Please say how many lines in the material include the string "throw", and nothing else.
SOURCE DATA: Begin
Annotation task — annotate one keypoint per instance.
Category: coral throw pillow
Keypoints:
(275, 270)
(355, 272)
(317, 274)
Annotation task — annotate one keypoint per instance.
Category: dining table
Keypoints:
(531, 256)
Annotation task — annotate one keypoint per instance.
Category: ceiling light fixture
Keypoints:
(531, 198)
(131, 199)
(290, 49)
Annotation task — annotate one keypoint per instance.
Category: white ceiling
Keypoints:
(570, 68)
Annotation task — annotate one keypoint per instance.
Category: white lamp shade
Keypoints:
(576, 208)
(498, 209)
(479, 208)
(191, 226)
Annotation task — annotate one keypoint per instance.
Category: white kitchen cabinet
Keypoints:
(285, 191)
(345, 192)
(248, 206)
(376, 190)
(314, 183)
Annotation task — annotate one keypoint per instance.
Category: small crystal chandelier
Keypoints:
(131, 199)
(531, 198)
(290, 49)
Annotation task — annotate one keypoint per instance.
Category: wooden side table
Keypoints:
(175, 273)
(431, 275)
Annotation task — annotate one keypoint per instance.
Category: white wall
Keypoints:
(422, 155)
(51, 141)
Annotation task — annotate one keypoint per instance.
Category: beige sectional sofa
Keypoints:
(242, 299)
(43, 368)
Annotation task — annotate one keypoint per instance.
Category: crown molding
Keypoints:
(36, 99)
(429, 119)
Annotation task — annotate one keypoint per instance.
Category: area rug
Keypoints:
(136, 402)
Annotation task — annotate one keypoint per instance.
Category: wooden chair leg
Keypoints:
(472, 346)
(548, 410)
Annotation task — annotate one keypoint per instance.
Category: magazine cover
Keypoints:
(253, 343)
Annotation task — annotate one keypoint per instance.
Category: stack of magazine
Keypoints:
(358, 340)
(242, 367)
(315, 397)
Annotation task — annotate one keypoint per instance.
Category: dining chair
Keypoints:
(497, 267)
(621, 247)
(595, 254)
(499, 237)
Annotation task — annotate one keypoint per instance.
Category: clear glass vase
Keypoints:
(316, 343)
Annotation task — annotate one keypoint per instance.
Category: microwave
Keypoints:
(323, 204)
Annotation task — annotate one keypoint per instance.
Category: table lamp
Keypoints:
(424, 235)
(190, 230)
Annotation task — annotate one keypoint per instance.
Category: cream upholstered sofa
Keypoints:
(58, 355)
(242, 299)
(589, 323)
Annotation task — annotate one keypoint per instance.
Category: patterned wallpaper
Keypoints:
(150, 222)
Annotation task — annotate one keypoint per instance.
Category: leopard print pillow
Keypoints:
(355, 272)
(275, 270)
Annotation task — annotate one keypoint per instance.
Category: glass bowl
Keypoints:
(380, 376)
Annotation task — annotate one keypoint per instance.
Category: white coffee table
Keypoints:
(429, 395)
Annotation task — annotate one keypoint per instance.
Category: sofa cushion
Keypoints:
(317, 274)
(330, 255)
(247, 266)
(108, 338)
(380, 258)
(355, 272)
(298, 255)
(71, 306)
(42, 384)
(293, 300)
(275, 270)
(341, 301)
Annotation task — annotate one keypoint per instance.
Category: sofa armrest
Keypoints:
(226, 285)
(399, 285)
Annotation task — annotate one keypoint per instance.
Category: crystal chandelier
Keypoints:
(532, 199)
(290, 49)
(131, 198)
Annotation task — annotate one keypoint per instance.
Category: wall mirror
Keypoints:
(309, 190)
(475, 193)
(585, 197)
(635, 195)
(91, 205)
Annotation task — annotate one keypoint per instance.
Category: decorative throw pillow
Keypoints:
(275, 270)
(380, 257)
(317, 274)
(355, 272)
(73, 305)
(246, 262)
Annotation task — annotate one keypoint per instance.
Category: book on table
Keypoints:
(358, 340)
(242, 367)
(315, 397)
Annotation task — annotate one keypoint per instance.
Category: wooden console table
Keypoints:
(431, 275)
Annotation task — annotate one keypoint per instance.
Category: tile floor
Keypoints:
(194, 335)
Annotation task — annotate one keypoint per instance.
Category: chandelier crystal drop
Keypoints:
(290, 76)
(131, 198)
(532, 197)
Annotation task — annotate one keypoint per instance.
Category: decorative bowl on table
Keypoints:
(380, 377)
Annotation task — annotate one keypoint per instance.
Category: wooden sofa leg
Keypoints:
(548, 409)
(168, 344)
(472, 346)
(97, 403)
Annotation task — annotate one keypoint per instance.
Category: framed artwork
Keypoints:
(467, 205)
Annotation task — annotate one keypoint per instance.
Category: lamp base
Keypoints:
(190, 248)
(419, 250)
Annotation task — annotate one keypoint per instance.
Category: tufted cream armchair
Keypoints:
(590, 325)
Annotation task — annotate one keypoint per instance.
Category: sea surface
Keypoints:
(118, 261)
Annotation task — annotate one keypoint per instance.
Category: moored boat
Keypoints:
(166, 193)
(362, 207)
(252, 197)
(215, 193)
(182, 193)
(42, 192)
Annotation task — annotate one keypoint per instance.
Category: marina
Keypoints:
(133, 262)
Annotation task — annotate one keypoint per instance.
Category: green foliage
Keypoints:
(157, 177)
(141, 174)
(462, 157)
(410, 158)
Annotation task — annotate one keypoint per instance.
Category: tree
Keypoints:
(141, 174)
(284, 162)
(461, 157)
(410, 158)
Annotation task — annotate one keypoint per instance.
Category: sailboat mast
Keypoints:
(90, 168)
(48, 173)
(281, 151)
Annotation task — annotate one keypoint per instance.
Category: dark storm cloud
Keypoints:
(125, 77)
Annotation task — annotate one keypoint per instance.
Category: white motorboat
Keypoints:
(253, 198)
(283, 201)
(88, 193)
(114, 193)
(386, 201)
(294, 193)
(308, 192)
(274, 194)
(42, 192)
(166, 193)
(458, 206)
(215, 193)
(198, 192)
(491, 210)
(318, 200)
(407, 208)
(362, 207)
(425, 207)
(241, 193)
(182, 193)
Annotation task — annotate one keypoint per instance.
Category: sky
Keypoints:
SOURCE DATA: End
:: EXERCISE SOLUTION ::
2